* [EXERCISE AIM] Write out, word for word, everything in the Uber surge pricing thread from "## sfdriver1896" down to "disappearing moving elsewhere.".

--- start TEXT EXTRACT ---

I have the Uber app open on my other phone to see how many drivers are in my area. Well, when my Uber IPHONE displays Surge Pricing and red all over the map where I'm waiting, the price doesn't change for fares on my other rider app I have open. Also, I have never ever received any other pay other than the $1.25/$.20, etc... ever. If indeed surge pricing is to motivate drivers to log-on, then why does it only appear AFTER you log on..?
Surge pricing has never effected (added) anything to my pay. It also shows up at the strangest times too, regardless of how many cars show available, often when there are many cars around.
I'm still trying to figure out Uber's angle (reason) for it.


----------



## Tommyo

its largely a promo gimmick - calls emerge from outside the surge zone - kind of hard to audit all this hype on the fly.


----------



## sfdriver1896

If i am in a borderline surge area and i get a ping from a customer from outside the surge area i wont pick it up. ill take my chances and try to make that extra cash. these rate cuts are ridiculous, and I'm tired of driving people for $6 ride.


----------



## remy

Heat Map is a scam! Turning Yellow in an area is a way to bring more drivers out. While in fact that there is no demand. I was the only driver in town and yellow heat map was all over the town but no ping. Then here come hordes of other drivers saturating then they sit there and one by one disappearing moving elsewhere.


----------



## Elmoooy

I saw something that I never seen happen in Charleston area before, two different surges at same time, Downtown which normally surges at night, surged around 3pm - 6pm today, then the area outside (not the airport, or the beaches) surged. I have never seen that happen before and it was a 2.25 surge! I don't chase them but it tells me that my market is growing faster than Uber can bring in drivers.

--- end TEXT EXTRACT ---
--- start PROVIDED INFORMATION ---

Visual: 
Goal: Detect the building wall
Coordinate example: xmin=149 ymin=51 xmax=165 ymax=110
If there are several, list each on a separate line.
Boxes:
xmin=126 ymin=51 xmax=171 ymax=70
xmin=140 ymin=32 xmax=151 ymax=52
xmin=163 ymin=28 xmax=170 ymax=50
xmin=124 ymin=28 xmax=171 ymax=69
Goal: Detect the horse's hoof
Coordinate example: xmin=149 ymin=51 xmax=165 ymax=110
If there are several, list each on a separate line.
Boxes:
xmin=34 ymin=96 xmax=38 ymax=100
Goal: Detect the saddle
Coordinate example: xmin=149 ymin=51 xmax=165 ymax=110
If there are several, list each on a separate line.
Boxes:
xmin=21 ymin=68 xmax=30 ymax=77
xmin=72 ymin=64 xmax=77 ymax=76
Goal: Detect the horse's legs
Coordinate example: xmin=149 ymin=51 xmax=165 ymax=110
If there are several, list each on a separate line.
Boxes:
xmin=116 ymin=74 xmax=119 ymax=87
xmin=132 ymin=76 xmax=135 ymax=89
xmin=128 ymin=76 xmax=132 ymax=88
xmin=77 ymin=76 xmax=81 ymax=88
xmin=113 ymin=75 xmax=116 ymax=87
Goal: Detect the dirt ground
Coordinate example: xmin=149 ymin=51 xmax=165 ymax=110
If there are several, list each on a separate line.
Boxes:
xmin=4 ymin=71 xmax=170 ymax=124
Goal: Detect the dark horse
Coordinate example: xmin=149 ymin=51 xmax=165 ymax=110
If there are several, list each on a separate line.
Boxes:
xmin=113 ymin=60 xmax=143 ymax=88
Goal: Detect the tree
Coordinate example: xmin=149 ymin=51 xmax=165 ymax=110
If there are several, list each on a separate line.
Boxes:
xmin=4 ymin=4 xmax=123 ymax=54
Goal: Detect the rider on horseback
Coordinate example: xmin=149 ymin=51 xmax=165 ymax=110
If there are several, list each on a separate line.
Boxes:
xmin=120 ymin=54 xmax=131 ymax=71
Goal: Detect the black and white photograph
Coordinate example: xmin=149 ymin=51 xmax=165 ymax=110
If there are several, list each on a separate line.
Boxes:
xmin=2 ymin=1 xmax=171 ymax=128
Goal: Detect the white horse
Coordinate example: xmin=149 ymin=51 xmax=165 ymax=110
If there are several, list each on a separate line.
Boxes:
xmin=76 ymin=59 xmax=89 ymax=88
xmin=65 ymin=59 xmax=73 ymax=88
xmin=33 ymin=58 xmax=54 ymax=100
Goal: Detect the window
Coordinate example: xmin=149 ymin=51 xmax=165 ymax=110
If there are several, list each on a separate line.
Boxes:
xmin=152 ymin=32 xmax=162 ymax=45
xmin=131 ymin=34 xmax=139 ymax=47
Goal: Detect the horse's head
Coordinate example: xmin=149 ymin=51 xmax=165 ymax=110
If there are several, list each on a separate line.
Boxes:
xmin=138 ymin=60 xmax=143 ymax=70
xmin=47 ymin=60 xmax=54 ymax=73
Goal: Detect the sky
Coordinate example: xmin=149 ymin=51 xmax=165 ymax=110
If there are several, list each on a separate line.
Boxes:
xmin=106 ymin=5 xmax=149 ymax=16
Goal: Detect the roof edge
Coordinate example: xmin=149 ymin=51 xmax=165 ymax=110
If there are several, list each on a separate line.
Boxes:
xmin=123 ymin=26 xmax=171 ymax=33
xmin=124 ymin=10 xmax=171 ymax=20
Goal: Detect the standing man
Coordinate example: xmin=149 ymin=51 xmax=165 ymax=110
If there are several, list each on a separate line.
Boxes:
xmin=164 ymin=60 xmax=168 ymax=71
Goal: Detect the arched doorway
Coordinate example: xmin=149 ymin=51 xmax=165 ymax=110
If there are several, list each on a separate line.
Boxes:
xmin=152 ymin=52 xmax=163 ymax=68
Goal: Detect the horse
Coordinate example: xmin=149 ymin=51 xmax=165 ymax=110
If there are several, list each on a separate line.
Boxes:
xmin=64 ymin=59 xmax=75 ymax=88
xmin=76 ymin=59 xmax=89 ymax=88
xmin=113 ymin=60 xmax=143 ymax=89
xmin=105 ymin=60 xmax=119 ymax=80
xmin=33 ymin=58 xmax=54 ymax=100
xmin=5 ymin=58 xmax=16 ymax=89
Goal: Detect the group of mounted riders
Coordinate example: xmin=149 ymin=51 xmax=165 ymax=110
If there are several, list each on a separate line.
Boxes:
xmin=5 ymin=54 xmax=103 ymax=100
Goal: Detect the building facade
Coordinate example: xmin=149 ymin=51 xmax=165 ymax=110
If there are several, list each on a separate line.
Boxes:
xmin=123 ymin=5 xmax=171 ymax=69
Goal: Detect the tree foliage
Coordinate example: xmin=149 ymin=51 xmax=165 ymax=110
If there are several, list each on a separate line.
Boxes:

--- end PROVIDED INFORMATION ---

* [SOLUTION TO THIS TASK]
## sfdriver1896

If i am in a borderline surge area and i get a ping from a customer from outside the surge area i wont pick it up. ill take my chances and try to make that extra cash. these rate cuts are ridiculous, and I'm tired of driving people for $6 ride.


----------



## remy

Heat Map is a scam! Turning Yellow in an area is a way to bring more drivers out. While in fact that there is no demand. I was the only driver in town and yellow heat map was all over the town but no ping. Then here come hordes of other drivers saturating then they sit there and one by one disappearing moving elsewhere.